• Short task: Render the items below as a JSON list of strings, one string per line, from the start of the items up to and including the line that contains "x=405, y=340". Omit blank lines, and leave the pictures out.

• Provided entries:
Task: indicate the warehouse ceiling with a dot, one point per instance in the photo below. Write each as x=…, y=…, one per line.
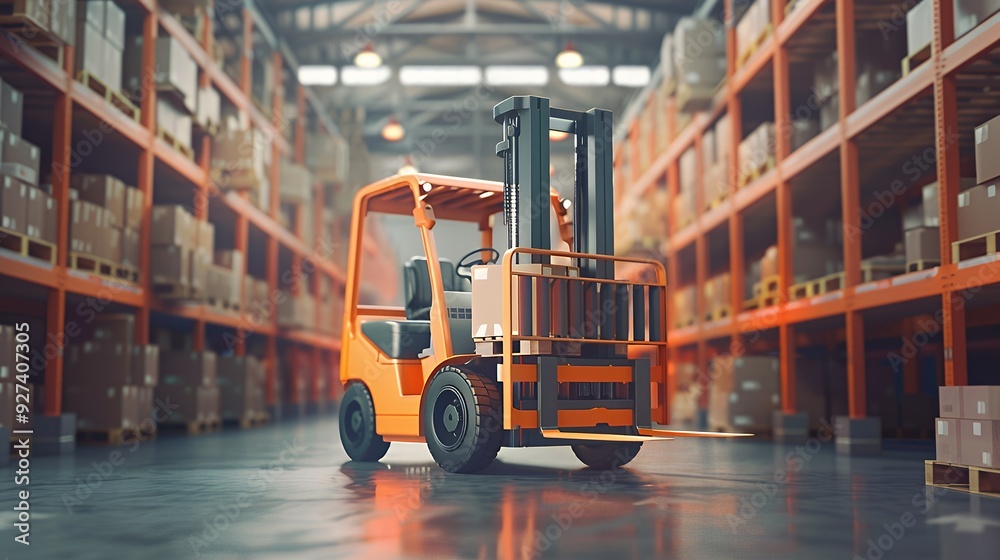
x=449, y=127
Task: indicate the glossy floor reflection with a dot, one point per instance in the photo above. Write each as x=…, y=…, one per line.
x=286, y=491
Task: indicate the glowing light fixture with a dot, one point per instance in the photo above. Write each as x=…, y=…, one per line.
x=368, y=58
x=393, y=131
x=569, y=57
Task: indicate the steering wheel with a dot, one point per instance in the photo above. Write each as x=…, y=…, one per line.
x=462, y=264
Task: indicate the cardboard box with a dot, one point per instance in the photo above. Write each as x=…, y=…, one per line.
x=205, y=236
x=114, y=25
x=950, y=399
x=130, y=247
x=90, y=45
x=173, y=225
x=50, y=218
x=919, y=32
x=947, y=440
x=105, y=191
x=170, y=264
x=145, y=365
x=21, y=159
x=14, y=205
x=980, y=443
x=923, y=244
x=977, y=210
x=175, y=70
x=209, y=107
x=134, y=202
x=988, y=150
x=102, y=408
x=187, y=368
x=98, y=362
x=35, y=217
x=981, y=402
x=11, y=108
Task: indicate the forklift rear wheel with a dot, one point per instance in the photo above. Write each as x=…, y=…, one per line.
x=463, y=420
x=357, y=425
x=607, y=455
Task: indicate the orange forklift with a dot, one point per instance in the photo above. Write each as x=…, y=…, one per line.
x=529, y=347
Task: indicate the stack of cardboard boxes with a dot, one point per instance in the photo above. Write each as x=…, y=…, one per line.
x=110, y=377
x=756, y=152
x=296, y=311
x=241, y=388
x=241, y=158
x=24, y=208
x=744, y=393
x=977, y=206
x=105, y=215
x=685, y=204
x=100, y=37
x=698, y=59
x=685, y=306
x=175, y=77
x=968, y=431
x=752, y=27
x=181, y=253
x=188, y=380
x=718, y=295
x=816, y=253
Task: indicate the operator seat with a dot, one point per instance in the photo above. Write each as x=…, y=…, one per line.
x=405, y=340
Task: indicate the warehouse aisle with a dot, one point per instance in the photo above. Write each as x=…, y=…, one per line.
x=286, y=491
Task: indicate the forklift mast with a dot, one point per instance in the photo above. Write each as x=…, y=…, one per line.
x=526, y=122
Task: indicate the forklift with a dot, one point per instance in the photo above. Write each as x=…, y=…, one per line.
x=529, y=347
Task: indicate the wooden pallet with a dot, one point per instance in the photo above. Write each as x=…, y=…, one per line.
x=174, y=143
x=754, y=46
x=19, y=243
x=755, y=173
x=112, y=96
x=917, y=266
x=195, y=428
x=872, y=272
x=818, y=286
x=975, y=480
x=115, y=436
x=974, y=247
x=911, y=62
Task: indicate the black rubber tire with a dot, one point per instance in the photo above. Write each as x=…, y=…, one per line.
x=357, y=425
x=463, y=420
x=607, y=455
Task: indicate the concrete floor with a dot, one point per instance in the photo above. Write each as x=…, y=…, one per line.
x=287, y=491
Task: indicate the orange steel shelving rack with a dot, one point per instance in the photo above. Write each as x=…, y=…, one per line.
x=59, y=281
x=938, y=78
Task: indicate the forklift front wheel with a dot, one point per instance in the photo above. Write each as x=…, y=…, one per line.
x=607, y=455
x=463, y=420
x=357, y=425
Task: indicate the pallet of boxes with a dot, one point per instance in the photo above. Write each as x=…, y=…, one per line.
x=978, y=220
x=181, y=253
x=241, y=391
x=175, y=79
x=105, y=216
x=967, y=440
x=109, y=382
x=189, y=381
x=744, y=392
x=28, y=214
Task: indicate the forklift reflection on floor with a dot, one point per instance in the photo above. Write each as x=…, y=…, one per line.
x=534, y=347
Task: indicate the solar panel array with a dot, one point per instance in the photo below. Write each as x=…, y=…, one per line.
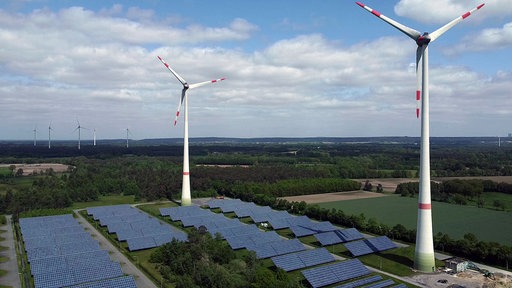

• Answer below:
[
  "Task: indicate the warehouse ceiling with a dot, one point per instance in the photo below. Write each as x=…, y=…, one per line.",
  "x=449, y=127",
  "Task: indicate the glossy floor reflection with a dot, one point per instance in the photo above. Write each as x=…, y=…, one per line.",
  "x=286, y=491",
  "Task: indicate the glowing light fixture with a dot, one point per instance in the photo above. Write each as x=…, y=…, one per line.",
  "x=368, y=58",
  "x=393, y=131",
  "x=569, y=57",
  "Task: indicate the steering wheel with a dot, one point per instance in the photo above. Write each as x=…, y=…, one per line.",
  "x=462, y=264",
  "Task: indicate the cardboard box with a dot, one point per instance in the photo above. Write each as x=…, y=…, one per line.",
  "x=205, y=236",
  "x=114, y=25",
  "x=950, y=399",
  "x=130, y=247",
  "x=90, y=45",
  "x=173, y=225",
  "x=50, y=218",
  "x=919, y=32",
  "x=947, y=440",
  "x=105, y=191",
  "x=170, y=264",
  "x=145, y=365",
  "x=21, y=159",
  "x=14, y=205",
  "x=980, y=443",
  "x=923, y=244",
  "x=977, y=210",
  "x=175, y=70",
  "x=209, y=107",
  "x=134, y=202",
  "x=988, y=150",
  "x=102, y=408",
  "x=187, y=368",
  "x=98, y=362",
  "x=35, y=217",
  "x=981, y=402",
  "x=11, y=108",
  "Task: indicate the forklift rear wheel with a dot, one point per instance in the photo above. Write each as x=…, y=…, one per line.",
  "x=463, y=420",
  "x=357, y=425",
  "x=607, y=455",
  "Task: indicate the orange forklift with a dot, one point per instance in the photo above. Write each as x=…, y=…, one per line.",
  "x=529, y=347",
  "Task: indicate the stack of cardboard boxes with a dot, one point per instance in the photo above. Write each as x=…, y=…, one per line.",
  "x=110, y=377",
  "x=756, y=152",
  "x=296, y=311",
  "x=241, y=388",
  "x=241, y=158",
  "x=24, y=208",
  "x=744, y=393",
  "x=977, y=206",
  "x=105, y=215",
  "x=685, y=204",
  "x=100, y=37",
  "x=698, y=59",
  "x=685, y=306",
  "x=175, y=77",
  "x=968, y=431",
  "x=752, y=27",
  "x=181, y=253",
  "x=188, y=380",
  "x=718, y=295",
  "x=816, y=253",
  "Task: indicate the operator seat with a dot, one point per instance in the photo above. Write each as x=…, y=…, one per line.",
  "x=405, y=340"
]